● **What you should do**
Return every line below exactly, without dropping any.

● **Records**
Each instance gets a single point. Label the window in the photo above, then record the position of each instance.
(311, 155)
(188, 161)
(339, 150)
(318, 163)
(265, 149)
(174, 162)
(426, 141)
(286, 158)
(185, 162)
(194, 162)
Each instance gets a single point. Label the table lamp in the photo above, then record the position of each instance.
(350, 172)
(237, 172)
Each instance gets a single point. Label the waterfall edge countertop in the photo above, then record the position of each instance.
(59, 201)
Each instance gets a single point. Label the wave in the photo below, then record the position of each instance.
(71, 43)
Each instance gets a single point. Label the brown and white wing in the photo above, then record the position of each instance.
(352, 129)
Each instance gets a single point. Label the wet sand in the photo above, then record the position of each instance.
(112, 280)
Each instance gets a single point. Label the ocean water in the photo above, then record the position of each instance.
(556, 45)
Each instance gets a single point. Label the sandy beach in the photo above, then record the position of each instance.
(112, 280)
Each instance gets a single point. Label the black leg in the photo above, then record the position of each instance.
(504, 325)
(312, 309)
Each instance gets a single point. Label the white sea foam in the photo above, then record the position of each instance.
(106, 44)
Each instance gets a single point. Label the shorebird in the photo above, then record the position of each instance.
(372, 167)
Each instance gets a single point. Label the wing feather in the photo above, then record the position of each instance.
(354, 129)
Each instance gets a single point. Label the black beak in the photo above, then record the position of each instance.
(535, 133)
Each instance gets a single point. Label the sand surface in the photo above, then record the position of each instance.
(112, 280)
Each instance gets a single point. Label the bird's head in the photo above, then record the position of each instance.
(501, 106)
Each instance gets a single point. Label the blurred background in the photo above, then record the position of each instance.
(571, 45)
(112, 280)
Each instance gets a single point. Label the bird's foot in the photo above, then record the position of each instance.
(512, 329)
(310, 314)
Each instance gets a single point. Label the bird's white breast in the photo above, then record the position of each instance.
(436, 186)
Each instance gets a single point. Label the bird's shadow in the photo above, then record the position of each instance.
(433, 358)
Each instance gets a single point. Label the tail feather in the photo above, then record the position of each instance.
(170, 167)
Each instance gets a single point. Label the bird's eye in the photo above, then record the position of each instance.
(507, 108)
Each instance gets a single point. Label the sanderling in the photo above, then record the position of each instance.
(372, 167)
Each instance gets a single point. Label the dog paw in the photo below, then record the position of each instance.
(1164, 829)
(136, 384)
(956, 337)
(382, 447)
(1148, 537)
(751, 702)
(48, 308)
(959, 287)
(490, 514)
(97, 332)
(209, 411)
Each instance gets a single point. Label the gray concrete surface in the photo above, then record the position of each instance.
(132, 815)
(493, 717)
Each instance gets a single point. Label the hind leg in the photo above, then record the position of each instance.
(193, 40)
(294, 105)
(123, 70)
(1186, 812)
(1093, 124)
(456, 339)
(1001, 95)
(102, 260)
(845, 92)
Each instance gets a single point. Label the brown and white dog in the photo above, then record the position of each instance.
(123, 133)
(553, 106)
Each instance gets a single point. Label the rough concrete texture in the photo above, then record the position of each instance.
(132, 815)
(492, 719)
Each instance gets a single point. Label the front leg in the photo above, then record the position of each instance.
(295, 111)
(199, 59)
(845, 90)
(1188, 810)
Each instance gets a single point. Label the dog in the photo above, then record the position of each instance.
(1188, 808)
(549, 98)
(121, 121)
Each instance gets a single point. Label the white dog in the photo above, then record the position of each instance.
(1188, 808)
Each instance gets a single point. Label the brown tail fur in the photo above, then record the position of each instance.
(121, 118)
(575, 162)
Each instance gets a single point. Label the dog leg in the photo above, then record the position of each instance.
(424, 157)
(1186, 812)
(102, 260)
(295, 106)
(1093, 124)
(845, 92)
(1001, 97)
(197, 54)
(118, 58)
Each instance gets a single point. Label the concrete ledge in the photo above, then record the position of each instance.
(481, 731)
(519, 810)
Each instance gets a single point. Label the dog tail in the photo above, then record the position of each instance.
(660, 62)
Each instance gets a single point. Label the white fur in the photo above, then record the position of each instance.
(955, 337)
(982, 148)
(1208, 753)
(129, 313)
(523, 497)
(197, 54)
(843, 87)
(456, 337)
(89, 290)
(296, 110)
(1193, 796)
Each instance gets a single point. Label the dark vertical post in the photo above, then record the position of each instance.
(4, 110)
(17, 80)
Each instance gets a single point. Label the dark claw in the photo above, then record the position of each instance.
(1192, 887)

● **Exercise answer**
Each instance gets a single point. Label the window in the photo above, then record the position of each instance.
(311, 155)
(188, 161)
(339, 150)
(318, 163)
(265, 149)
(174, 162)
(426, 141)
(286, 158)
(185, 162)
(194, 162)
Each instance gets a single point. Label the table lamp in the photo above, then record the position of each instance.
(350, 172)
(237, 172)
Each instance gets a single point. Label the waterfall edge countertop in the photo above, then record the position of each instance.
(59, 201)
Each instance gets a single point. Label the wave in the photo below, then record the position of each instance.
(71, 43)
Each instance gets a single point. Label the brown and white wing in the photo above, then record the position of each instance.
(352, 129)
Each instance gets a single point. Label the wet sand in the photo above, then record the position of each instance.
(112, 280)
Each instance gets a single point. Label the ocean water in the photo above, then record the position of each instance.
(556, 45)
Each instance gets a single point. Label the sandy beach in the photo above, then record the position of each instance.
(112, 280)
Each instance gets a single point. Label the black leg in the photo above, then record the position of each instance.
(504, 325)
(312, 309)
Each instance gets a single point. Label the white sea foam in the photo above, then record the position of each instance.
(106, 44)
Each instance gets a single point. Label the shorebird in the photo above, then record the position of each instance.
(372, 167)
Each instance gets a single point. Label the wing feather in the photo above, then record the position of each instance.
(354, 129)
Each instance gets a single point. Label the black beak in the photo above, then record the position of each instance.
(535, 133)
Each instance gets a single point. Label the sand surface in the photo above, then record the position of each instance.
(112, 280)
Each instance gets a single point. Label the bird's head in the photo above, then record the position of each instance.
(501, 106)
Each instance gets a single point. Label the blurred background in the photo above, then record the position of each instance.
(571, 45)
(112, 280)
Each instance gets a single point. Label the bird's foot in the photo above, then record the position of each instance.
(512, 329)
(310, 314)
Each instance gets a single point. Label the bird's white breast in the photo above, then record the position of each instance.
(436, 186)
Each instance gets a single point. Label the bird's shadow in the photo above, then record the position of each instance.
(433, 358)
Each instance gets a single point. Label the tail feather in the photo above, then record the position of each instance.
(170, 167)
Each instance gets a single point. Label the bird's eye in the photo above, then record the position of each instance.
(507, 108)
Each instance gets a single point. Label the sanderling in the photo above, then record the position of each instance.
(372, 167)
Each instance gets a single point. Label the dog paw in the photo below, then record the position of each instance.
(1164, 829)
(136, 384)
(956, 337)
(382, 447)
(1148, 537)
(751, 702)
(48, 308)
(959, 287)
(490, 514)
(97, 332)
(209, 411)
Each instance gets a single point. Label the gray concrete surface in the photo above, then record the position of each instance.
(132, 815)
(493, 717)
Each instance gets a single point. Label the hind leg in the photo above, then record the position of each instance.
(193, 40)
(294, 105)
(123, 70)
(1186, 812)
(1093, 124)
(456, 339)
(1001, 95)
(102, 260)
(845, 92)
Each instance gets a single point. Label the brown and white dog in the photo above, then record the position of each instance.
(123, 133)
(553, 106)
Each instance gets a single point. Label the rough concrete texture in the photo above, then record the position of each instance.
(132, 815)
(492, 719)
Each instance gets a single point. Label the front leg in the photo above, then record the position of each instance.
(295, 111)
(199, 59)
(845, 90)
(1188, 810)
Each instance gets a single point. Label the dog in the photo above, then record the position of each instance.
(1188, 808)
(549, 98)
(121, 121)
Each instance gets a single point. Label the white dog in the photo above, then record the position of each instance.
(1188, 808)
Each instance gets a single point. Label the brown tail fur in the photo above, then record the position of each instance.
(121, 118)
(575, 162)
Each instance gets a single point. Label the dog leg in the photo above, then record the position of each instance.
(424, 157)
(1186, 812)
(102, 260)
(295, 106)
(1093, 124)
(845, 92)
(1001, 97)
(197, 54)
(118, 58)
Each instance gets a single point. Label the concrete ledge in the photo above, then record the position of each instance.
(481, 731)
(519, 810)
Each instance gets a single point. Label the dog tail in the photo above, then record the position of each instance.
(660, 62)
Each instance gets a single point. Label the white fur in the photo above, then record the position of each instance.
(955, 337)
(982, 148)
(1208, 753)
(129, 313)
(523, 497)
(197, 54)
(843, 87)
(456, 337)
(89, 290)
(296, 110)
(1193, 796)
Each instance gets a single point. Label the dark vertical post in the photo above, then record the position of each instance.
(4, 110)
(17, 80)
Each instance gets a single point. Label the dark claw in the photo above, then record the position of each instance.
(1192, 887)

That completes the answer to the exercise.